Photo by Pawel Czerwinski on Unsplash
Memory is a tricky thing. How often have we reminisced about the past, as if it had only recently happened, yet when asked what we had eaten the day before, or about an article we had read not too long ago, our minds would draw a blank?
When my late grandmother was diagnosed with dementia, her reality changed. It didn’t happen overnight. Instead, day by day, she started confusing her past with her present. Little by little, she started losing grasp of who she was and the people around her. I can only imagine how her debilitating disease must have warped her sense of time and a lifetime of memories.
“Mama, do you know who I am?” I would ask whenever I visited her at the aged home. My mother, who was usually with me, would utter the same question. On good days, a glimmer of recognition would flash across my grandmother’s face. But on most days, she would call me by my cousin’s name or stare blankly at us.
I still remember the day I saw her for the last time. It was her birthday, and my mother and I had brought a cake to the aged home. My grandmother looked more frail than usual and was drooling excessively. We tried to feed her the cake, but she didn’t have much of an appetite. As we were about to leave and said our goodbyes, my grandmother – who wasn’t particularly interactive throughout the celebration – started sobbing and said she wanted to go home with us.

▶ [Records supplied]:

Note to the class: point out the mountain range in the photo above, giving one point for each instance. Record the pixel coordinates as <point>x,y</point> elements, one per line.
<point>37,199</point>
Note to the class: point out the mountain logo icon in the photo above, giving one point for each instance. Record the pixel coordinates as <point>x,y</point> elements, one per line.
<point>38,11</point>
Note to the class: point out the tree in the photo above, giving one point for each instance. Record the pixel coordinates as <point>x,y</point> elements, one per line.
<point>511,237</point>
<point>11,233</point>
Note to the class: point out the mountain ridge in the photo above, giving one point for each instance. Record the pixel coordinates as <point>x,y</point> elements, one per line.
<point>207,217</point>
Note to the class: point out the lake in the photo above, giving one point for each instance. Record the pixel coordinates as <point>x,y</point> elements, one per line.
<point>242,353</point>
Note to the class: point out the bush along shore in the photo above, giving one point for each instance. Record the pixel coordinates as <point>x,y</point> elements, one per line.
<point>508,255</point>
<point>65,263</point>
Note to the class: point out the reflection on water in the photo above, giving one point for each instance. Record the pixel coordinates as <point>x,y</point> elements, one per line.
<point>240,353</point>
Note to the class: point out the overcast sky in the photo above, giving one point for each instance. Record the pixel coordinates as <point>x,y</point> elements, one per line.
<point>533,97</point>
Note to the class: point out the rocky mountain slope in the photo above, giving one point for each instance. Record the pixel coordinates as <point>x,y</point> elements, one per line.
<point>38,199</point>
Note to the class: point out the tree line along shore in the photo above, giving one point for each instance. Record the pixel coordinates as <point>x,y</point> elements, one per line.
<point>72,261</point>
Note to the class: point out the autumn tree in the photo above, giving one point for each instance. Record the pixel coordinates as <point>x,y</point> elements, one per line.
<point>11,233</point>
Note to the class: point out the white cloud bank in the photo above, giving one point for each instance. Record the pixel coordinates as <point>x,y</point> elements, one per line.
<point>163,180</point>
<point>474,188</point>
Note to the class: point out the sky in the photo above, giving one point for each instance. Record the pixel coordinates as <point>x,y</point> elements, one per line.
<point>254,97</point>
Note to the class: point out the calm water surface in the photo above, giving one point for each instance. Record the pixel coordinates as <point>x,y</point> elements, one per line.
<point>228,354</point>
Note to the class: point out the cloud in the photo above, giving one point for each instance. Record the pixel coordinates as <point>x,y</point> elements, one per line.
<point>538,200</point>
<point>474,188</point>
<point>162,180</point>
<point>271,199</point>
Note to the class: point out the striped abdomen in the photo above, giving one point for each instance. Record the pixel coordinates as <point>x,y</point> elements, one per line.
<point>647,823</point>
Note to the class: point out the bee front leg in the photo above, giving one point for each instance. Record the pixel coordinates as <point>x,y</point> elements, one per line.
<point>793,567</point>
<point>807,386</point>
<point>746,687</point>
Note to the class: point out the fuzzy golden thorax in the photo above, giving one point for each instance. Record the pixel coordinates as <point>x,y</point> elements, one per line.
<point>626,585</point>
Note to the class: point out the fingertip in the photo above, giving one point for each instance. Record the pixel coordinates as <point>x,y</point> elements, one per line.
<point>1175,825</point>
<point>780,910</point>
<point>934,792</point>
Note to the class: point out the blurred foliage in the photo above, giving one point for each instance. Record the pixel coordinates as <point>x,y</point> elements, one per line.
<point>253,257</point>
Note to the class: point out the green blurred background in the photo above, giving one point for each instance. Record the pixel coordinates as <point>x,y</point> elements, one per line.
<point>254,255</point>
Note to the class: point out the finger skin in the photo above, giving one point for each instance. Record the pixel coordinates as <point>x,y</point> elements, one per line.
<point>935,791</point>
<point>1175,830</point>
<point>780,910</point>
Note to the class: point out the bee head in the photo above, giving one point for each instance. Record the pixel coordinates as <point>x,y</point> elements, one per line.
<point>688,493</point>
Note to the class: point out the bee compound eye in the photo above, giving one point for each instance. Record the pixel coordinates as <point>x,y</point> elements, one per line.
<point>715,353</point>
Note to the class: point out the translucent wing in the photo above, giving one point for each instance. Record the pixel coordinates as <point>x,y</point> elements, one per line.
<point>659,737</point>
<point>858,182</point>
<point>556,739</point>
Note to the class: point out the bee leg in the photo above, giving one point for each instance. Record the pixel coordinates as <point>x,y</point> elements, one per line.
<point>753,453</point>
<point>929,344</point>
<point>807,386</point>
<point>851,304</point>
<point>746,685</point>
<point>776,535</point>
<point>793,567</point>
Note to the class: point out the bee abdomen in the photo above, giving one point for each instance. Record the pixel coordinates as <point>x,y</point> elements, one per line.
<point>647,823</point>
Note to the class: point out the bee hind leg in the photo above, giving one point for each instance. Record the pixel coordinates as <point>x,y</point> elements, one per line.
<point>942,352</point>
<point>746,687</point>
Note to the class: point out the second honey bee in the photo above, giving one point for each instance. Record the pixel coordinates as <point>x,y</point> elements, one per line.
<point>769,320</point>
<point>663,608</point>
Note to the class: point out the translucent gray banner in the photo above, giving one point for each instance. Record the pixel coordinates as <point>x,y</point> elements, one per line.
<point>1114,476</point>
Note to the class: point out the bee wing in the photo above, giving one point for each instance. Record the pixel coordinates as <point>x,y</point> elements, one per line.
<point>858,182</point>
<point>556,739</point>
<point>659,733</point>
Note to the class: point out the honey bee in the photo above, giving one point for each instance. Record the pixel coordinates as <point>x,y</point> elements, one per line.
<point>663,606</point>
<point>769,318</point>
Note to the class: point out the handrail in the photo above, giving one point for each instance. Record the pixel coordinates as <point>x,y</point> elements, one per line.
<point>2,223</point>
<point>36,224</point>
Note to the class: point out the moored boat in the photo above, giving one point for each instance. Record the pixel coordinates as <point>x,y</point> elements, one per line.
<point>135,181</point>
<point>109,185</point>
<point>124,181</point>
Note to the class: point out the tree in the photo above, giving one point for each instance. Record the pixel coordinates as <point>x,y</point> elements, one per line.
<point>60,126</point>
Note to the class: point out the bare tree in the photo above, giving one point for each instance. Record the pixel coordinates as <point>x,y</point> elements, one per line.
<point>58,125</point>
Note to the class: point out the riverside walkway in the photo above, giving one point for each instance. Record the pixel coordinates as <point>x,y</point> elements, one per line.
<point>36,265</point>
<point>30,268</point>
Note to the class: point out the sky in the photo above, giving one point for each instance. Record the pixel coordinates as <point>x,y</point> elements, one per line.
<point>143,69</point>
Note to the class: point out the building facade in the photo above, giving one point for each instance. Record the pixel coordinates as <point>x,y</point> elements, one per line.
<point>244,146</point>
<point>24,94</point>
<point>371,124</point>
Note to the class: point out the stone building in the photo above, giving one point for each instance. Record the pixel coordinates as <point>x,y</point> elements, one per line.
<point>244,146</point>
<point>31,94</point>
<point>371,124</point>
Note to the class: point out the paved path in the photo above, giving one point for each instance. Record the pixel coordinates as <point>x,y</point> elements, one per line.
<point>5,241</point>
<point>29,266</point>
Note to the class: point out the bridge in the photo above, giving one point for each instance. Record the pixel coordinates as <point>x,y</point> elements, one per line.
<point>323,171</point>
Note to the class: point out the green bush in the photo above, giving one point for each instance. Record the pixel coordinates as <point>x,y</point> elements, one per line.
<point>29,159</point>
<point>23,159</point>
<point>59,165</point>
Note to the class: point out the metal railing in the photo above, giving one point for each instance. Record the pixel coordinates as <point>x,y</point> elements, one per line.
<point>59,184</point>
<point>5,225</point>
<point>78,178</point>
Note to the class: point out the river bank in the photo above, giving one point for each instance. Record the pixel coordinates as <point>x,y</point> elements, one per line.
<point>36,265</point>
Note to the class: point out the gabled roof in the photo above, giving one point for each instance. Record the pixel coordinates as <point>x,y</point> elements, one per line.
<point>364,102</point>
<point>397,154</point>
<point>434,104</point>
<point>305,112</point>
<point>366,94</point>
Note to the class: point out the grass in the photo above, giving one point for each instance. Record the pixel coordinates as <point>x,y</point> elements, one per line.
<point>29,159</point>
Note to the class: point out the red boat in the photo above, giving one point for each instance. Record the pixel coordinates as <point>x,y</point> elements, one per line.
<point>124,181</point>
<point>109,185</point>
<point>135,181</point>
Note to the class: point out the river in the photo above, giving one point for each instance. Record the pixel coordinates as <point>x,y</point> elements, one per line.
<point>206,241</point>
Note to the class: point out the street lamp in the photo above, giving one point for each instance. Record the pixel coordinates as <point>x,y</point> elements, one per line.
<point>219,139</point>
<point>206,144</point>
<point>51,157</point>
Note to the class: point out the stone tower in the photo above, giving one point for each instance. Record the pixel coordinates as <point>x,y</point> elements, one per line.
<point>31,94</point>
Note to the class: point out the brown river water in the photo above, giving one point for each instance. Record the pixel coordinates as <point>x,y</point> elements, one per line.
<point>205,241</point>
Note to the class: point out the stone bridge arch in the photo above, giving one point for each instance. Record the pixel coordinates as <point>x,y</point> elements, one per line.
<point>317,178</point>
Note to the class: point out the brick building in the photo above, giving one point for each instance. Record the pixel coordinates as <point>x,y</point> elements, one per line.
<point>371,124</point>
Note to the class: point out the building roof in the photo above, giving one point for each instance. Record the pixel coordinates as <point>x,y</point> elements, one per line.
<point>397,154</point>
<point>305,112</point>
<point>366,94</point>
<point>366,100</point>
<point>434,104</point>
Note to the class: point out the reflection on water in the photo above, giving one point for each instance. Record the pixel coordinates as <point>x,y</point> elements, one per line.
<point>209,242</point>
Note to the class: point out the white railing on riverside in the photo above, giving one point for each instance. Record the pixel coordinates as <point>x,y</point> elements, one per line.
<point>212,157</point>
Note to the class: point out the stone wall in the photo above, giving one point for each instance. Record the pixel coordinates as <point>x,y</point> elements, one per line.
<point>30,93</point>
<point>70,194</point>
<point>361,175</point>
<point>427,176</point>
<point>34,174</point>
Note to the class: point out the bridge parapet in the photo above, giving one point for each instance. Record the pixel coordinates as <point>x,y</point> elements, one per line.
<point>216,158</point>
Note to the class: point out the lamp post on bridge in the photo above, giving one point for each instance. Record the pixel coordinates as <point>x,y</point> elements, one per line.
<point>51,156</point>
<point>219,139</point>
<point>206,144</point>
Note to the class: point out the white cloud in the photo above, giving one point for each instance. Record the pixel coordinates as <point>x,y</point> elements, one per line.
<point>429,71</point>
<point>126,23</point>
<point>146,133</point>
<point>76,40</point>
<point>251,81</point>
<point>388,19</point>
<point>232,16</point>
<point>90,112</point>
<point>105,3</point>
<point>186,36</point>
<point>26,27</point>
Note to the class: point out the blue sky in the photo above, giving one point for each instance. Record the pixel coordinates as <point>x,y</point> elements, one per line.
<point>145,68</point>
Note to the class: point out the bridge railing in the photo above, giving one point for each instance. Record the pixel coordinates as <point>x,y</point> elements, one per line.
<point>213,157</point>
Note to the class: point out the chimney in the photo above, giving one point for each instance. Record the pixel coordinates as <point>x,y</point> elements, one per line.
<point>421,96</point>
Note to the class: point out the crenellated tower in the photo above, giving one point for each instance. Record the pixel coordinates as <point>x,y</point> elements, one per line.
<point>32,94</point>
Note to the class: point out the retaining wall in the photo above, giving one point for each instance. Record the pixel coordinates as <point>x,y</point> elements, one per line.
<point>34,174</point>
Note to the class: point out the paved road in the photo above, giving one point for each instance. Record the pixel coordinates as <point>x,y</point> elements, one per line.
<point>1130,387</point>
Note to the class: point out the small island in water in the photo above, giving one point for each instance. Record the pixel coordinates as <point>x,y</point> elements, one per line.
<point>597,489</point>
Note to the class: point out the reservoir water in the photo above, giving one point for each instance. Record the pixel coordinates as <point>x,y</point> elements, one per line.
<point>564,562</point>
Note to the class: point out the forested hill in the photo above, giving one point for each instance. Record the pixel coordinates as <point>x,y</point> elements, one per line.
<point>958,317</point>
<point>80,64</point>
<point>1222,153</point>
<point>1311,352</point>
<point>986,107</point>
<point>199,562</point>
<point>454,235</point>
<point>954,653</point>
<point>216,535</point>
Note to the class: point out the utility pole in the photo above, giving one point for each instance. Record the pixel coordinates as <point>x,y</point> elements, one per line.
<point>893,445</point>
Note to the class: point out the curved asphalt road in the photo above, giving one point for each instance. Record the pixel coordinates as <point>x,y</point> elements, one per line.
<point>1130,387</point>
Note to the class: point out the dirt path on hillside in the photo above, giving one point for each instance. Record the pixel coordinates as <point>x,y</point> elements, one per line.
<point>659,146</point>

▶ [What to work on]:
**A.** Using the grandmother essay, say whether each statement agrees with it (yes or no), and quote the deciding words from the essay for each: (i) The grandmother's dementia set in suddenly. (ii) The narrator's mother usually came along on the visits. (iii) On the last visit, the grandmother ate the cake with a good appetite.
**B.** Carry on the grandmother essay from its last sentence.
The records are separate material and have no connection to the grandmother essay.

▶ [Answers to this exercise]:
**A.**
(i) No: "It didn’t happen overnight."
(ii) Yes: "My mother, who was usually with me, would utter the same question."
(iii) No: "she didn’t have much of an appetite."

**B.**
They say when a person with dementia is about pass on, sometimes, they will experience a sudden burst of clarity. Dr Michael Nahm, a German biologist, coined the term terminal lucidity to explain this phenomenon.
For my grandmother, there was also that moment of clarity. I’ve never witnessed my grandmother in tears before, not in the various visits I had made to the home over the years. She also seldom asked to go home. As she gazed at us with her watery eyes, I knew that she was aware – she was aware of who we were, where she was, and what was about to come.
A week later, my grandmother passed on, taking with her bits and pieces of her memory however hazy they might have been, and hopefully, enough clarity that comforted her in those final moments.